**Task requirements**
Search the entries below for "bottle for grasp planning.". Give that line and all the lines after it again, exactly, through the last, without pictures.

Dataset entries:

# # #

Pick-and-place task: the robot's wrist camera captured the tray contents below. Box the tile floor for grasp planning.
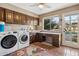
[7,42,79,56]
[32,42,79,56]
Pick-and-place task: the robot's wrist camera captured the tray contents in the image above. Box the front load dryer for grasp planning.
[18,31,29,49]
[0,31,18,56]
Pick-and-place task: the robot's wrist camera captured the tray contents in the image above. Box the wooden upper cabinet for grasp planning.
[27,16,39,25]
[0,7,39,25]
[5,9,14,24]
[37,18,39,25]
[20,14,27,25]
[33,17,39,25]
[30,17,34,25]
[27,16,31,25]
[13,12,21,24]
[24,15,28,25]
[0,7,4,22]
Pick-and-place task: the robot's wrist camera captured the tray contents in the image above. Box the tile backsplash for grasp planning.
[5,24,29,31]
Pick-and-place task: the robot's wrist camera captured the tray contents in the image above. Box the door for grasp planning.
[13,12,21,24]
[33,18,39,25]
[62,13,79,48]
[1,35,17,49]
[20,14,27,25]
[27,16,33,25]
[20,34,28,44]
[0,7,4,22]
[5,9,14,24]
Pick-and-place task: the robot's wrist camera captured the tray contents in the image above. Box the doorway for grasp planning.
[62,12,79,48]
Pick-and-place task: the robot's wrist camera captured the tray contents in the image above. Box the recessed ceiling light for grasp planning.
[30,3,50,9]
[38,4,44,8]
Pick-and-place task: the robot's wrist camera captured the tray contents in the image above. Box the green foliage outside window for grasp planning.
[44,17,60,30]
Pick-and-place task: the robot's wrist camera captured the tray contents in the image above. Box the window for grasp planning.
[64,14,78,43]
[44,19,50,30]
[51,16,60,30]
[44,16,60,30]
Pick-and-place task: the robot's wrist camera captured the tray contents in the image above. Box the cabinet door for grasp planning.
[30,17,34,25]
[21,14,27,25]
[33,18,39,25]
[5,9,14,24]
[52,34,60,47]
[13,12,21,24]
[24,15,27,25]
[0,7,4,22]
[27,16,32,25]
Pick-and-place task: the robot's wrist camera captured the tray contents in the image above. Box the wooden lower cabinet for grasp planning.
[30,33,60,47]
[30,33,46,44]
[35,33,46,42]
[30,34,36,44]
[46,34,60,47]
[52,34,60,47]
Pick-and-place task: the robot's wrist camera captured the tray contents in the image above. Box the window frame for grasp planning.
[43,15,60,30]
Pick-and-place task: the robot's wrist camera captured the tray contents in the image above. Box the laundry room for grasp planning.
[0,2,79,57]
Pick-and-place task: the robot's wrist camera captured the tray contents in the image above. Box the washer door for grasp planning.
[1,35,17,49]
[20,35,28,44]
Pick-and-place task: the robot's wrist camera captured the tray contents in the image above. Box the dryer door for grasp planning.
[1,35,17,49]
[20,35,28,44]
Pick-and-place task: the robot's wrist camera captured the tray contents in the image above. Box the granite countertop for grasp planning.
[29,30,61,35]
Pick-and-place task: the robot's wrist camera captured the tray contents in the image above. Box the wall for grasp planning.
[39,4,79,30]
[5,24,29,31]
[0,3,38,18]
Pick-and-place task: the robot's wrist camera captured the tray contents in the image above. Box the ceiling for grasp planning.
[11,3,78,15]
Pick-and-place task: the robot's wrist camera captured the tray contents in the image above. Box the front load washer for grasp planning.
[0,31,18,56]
[18,31,29,49]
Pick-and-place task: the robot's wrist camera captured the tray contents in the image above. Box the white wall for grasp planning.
[5,24,29,31]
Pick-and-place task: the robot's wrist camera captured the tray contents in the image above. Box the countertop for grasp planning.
[29,30,61,35]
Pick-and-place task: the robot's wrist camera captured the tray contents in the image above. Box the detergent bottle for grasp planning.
[0,22,5,32]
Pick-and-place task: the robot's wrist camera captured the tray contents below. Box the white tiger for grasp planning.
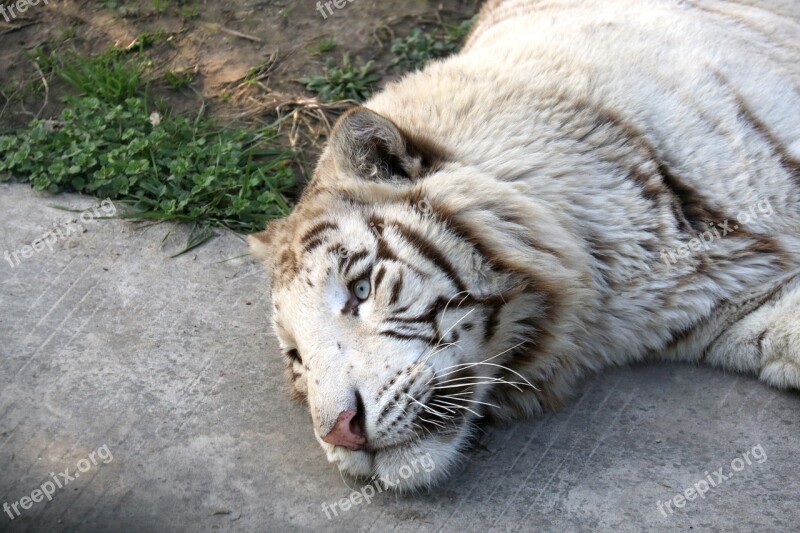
[249,0,800,490]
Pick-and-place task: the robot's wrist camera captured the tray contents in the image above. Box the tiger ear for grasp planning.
[247,218,288,271]
[328,107,443,181]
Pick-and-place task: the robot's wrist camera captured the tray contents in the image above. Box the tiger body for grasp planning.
[250,0,800,490]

# # #

**Task result**
Pick-and-place task: the robot's wrist camera captured the tray contents in the image above. Box the detergent bottle for grasp planning.
[0,22,5,32]
Pick-and-place task: the robot's wrist camera captured the tray contents below. Box the white tiger for grasp planning.
[249,0,800,490]
Pick-and-place task: the robot's wrist camera captured the tray contents in the image above. Box the tiger ear for grasp planning.
[247,218,288,271]
[328,107,443,181]
Pick-and-place task: the robot's wrist camera captured the tray contents in the image above. Box the tiger body for grasp planning.
[250,0,800,490]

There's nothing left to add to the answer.